ACTIVIDADES:
- a) ¿Puedes transcribir literalmente, del texto sobre las políticas fronterizas, el fragmento que va desde "Adicionalmente, hay elementos" hasta "algunos grupos sociales."?
- b) ¿Podrías retomar el texto sobre las políticas fronterizas y seguir escribiéndolo a partir de su última oración?

TEXTO DEL DOCUMENTO:
------

Las políticas fronterizas más estrictas son motivo de creciente atención y mucha controversia. Proliferan las noticias que muestran a personas desesperadas en campamentos improvisados, creando la impresión de una frontera desbordada, en la que no hay control alguno. Algunas imágenes y/o comentarios claramente intencionados, terminan por infundir un cierto temor hacia los migrantes. Justificado o no, el fenómeno tiende a crecer. El asunto es delicado porque polariza a la población.

Adicionalmente, hay elementos que sugieren que las causas de este fenómeno pueden ser más profundas que solo las nuevas políticas migratorias y la manipulación de imágenes. Cambios adversos en la economía familiar, asociados a fenómenos migratorios, pueden generar la impresión de que hay una relación de causa y efecto, de que “se está perdiendo el control” y, sobretodo, de que se trastoca el status de ciertos sectores. Se trataría pues, de una combinación de fuerzas que trastocan sentimientos profundos, y se convierten en una suerte de amenaza a la seguridad y a la identidad de algunos grupos sociales.

Hay puntos fronterizos que son más propicios para transmitir que existe una situación generalizada de caos. Resultan ser particularmente atractivos en tiempos preelectorales, sobre todo para quienes enarbolan banderas nacionalistas. La idea de que hay identidades homogéneas que hay que preservar a toda costa es persuasiva para algunos, pero también es muy peligrosa. Conlleva un potencial violento y destructivo. Los migrantes son frecuentemente víctimas de ello.

------

EXTRACTO DE DATOS:

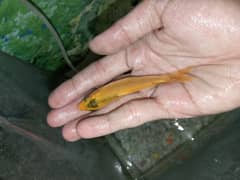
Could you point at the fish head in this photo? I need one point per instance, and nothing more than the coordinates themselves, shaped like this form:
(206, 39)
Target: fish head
(89, 104)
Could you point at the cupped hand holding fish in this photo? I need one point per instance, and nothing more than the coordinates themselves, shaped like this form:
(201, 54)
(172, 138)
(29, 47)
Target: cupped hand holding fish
(158, 37)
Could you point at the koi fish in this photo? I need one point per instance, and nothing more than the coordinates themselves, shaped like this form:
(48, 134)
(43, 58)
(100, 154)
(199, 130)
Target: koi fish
(111, 92)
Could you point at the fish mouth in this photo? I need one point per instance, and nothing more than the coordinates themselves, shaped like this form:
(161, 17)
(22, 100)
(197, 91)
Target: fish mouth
(82, 106)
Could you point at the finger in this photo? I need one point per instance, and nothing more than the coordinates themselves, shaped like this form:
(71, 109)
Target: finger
(94, 75)
(129, 115)
(142, 20)
(59, 117)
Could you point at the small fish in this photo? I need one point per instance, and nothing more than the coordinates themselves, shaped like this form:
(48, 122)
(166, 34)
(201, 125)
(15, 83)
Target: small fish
(108, 93)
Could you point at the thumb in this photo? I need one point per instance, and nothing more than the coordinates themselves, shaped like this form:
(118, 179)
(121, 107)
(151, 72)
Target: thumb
(145, 18)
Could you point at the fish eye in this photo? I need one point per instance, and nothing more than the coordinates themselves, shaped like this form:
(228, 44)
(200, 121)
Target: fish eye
(93, 104)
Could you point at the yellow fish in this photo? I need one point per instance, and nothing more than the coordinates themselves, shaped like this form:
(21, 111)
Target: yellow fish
(108, 93)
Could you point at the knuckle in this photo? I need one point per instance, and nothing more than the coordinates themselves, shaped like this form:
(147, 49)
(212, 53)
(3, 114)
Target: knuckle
(134, 117)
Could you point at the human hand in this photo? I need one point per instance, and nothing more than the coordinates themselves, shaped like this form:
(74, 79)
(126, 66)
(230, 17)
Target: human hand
(158, 36)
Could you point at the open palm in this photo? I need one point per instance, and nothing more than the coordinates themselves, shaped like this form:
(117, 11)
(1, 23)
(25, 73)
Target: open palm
(158, 36)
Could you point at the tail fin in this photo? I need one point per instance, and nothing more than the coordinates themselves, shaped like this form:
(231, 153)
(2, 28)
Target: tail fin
(180, 75)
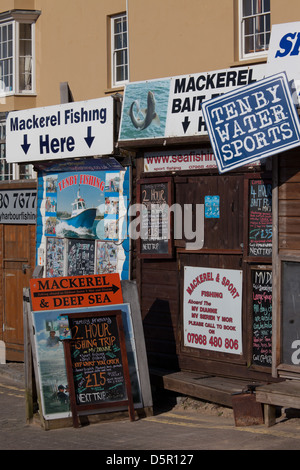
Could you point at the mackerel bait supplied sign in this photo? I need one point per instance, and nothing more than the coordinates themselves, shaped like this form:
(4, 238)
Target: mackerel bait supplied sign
(83, 128)
(254, 122)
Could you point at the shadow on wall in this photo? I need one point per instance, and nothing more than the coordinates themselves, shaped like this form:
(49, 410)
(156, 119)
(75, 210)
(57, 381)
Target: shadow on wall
(160, 336)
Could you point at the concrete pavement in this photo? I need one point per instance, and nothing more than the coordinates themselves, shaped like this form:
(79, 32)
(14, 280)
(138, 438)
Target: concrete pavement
(172, 428)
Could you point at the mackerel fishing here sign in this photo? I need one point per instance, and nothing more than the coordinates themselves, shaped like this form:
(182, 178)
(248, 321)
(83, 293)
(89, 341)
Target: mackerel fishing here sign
(253, 122)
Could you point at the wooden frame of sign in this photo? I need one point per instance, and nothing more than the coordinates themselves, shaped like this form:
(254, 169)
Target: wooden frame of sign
(106, 383)
(151, 191)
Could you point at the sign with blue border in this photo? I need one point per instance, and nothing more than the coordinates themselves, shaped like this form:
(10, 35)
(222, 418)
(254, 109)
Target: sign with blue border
(253, 122)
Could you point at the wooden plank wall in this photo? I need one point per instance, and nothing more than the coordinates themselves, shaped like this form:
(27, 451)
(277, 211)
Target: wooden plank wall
(289, 203)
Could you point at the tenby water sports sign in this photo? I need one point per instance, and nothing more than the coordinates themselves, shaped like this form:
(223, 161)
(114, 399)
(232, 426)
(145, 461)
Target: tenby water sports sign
(83, 128)
(256, 121)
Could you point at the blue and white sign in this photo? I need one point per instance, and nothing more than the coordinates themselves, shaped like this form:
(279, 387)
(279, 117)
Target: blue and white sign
(254, 122)
(82, 128)
(284, 54)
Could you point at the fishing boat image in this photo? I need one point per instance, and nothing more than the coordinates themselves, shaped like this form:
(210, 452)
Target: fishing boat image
(81, 216)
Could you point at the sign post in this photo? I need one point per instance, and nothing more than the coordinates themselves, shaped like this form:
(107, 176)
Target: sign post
(83, 128)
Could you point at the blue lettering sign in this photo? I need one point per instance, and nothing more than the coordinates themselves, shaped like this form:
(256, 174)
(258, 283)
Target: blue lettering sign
(289, 45)
(253, 122)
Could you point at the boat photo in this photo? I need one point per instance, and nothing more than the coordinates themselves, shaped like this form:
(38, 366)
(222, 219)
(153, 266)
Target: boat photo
(81, 216)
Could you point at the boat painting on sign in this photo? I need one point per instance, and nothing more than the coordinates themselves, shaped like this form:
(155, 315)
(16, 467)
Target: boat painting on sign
(81, 216)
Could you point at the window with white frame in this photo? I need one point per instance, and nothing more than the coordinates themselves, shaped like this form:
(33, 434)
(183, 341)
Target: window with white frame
(11, 171)
(255, 23)
(119, 48)
(17, 52)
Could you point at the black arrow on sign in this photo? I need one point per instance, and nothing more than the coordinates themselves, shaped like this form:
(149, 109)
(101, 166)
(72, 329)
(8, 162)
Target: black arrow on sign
(25, 146)
(89, 139)
(185, 123)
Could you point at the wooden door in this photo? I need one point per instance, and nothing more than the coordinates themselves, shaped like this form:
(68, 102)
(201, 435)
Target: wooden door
(17, 269)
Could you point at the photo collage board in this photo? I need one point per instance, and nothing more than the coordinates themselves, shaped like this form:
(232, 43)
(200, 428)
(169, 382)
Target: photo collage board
(82, 225)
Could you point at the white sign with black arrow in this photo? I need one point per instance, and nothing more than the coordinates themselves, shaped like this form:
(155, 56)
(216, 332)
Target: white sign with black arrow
(78, 129)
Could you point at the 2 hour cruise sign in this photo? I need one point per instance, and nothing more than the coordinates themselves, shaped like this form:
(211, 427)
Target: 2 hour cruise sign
(69, 130)
(254, 122)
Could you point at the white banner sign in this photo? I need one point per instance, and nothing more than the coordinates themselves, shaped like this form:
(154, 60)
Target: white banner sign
(212, 312)
(80, 129)
(179, 160)
(172, 107)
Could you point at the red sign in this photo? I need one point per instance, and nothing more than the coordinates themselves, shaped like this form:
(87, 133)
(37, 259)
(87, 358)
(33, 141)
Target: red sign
(77, 291)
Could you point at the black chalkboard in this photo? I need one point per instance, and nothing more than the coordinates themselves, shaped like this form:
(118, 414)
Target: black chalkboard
(155, 196)
(81, 257)
(97, 365)
(262, 317)
(260, 218)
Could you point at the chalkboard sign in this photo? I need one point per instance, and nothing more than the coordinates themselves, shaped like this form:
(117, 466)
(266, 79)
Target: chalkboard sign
(260, 218)
(81, 257)
(97, 365)
(155, 237)
(262, 317)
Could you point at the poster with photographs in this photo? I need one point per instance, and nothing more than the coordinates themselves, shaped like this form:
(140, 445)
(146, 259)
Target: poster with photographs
(55, 257)
(86, 206)
(106, 257)
(51, 365)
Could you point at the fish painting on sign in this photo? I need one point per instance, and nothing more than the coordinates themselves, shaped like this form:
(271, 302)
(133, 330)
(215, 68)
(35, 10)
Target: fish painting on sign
(145, 110)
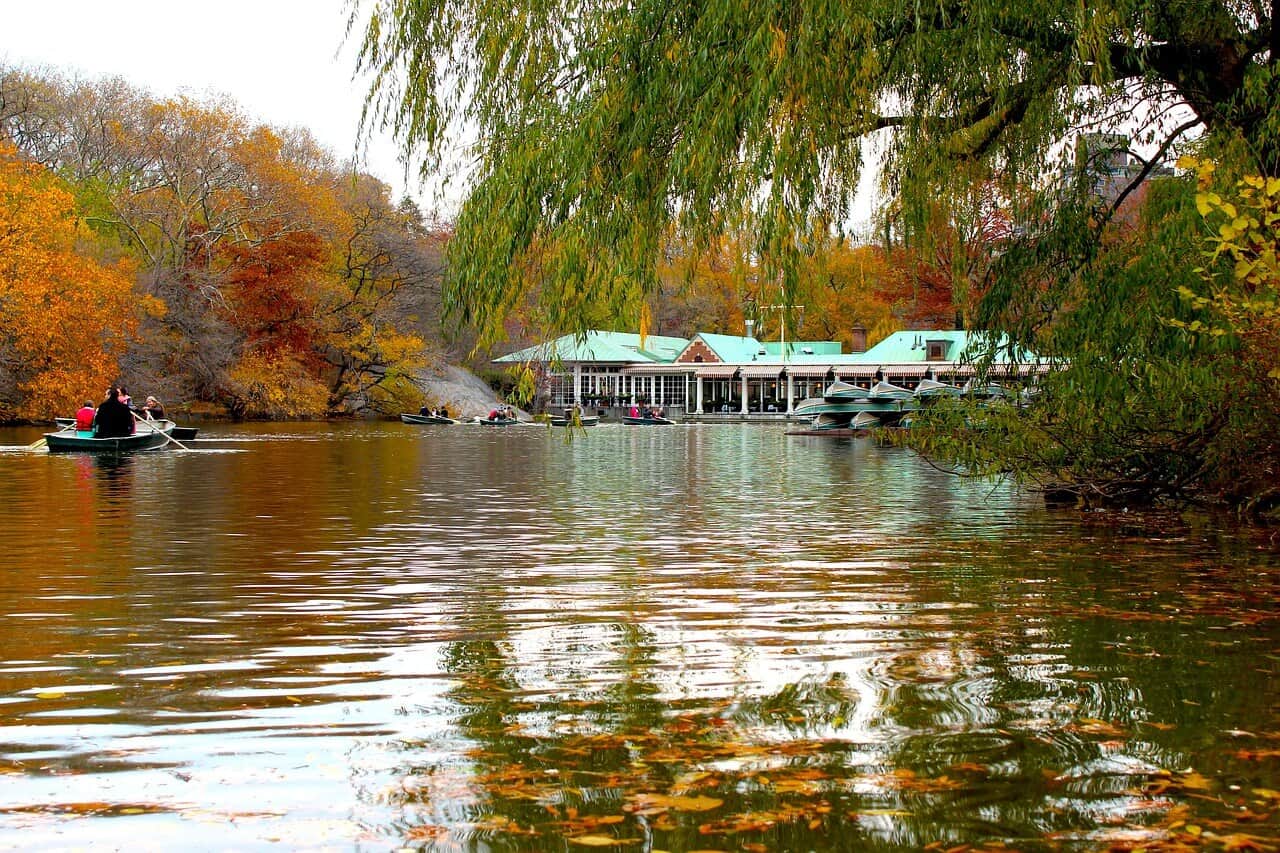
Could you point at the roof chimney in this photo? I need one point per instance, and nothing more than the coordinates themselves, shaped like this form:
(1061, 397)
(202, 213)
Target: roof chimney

------

RESULTADOS DE EJERCICIOS:
- a)
Adicionalmente, hay elementos que sugieren que las causas de este fenómeno pueden ser más profundas que solo las nuevas políticas migratorias y la manipulación de imágenes. Cambios adversos en la economía familiar, asociados a fenómenos migratorios, pueden generar la impresión de que hay una relación de causa y efecto, de que “se está perdiendo el control” y, sobretodo, de que se trastoca el status de ciertos sectores. Se trataría pues, de una combinación de fuerzas que trastocan sentimientos profundos, y se convierten en una suerte de amenaza a la seguridad y a la identidad de algunos grupos sociales.

- b)
Cuando se plantea la migración como un bastión que pone en riesgo la soberanía de los pueblos, el tema se complica aún más. Pocos asuntos tan poderosos para evocar reacciones nacionalistas, intensas, acaso pasionales, como el de una soberanía amenazada. La investigación psicosocial ha mostrado cómo los temores sobre las fronteras no controladas evocan otros sentimientos profundos, que tienen que ver con la pérdida de identidad, de control o de bienestar. Sentirse seguros es una legítima aspiración de todos. En ese contexto, la identidad grupal y familiar es fundamental. No cabe duda, pues, que para algunos sectores (sobretodo de población blanca en países occidentales), la creciente diversidad generada por la migración ha provocado que se sientan amenazados. Esto explica, si bien no justifica, muchas de sus reacciones.

En el fondo es un tema de poder que puede expresarse en términos raciales. Cuando esto ocurre, las personas se aglutinan en torno a una raza y catalogan a los extranjeros como una amenaza, aunque los consideren étnicamente inferiores. En todo caso, se trata de un resorte poderoso mediante el cual se rechaza la migración y se fortalece el nacionalismo, al mismo tiempo. Miel sobre hojuelas para los líderes populistas.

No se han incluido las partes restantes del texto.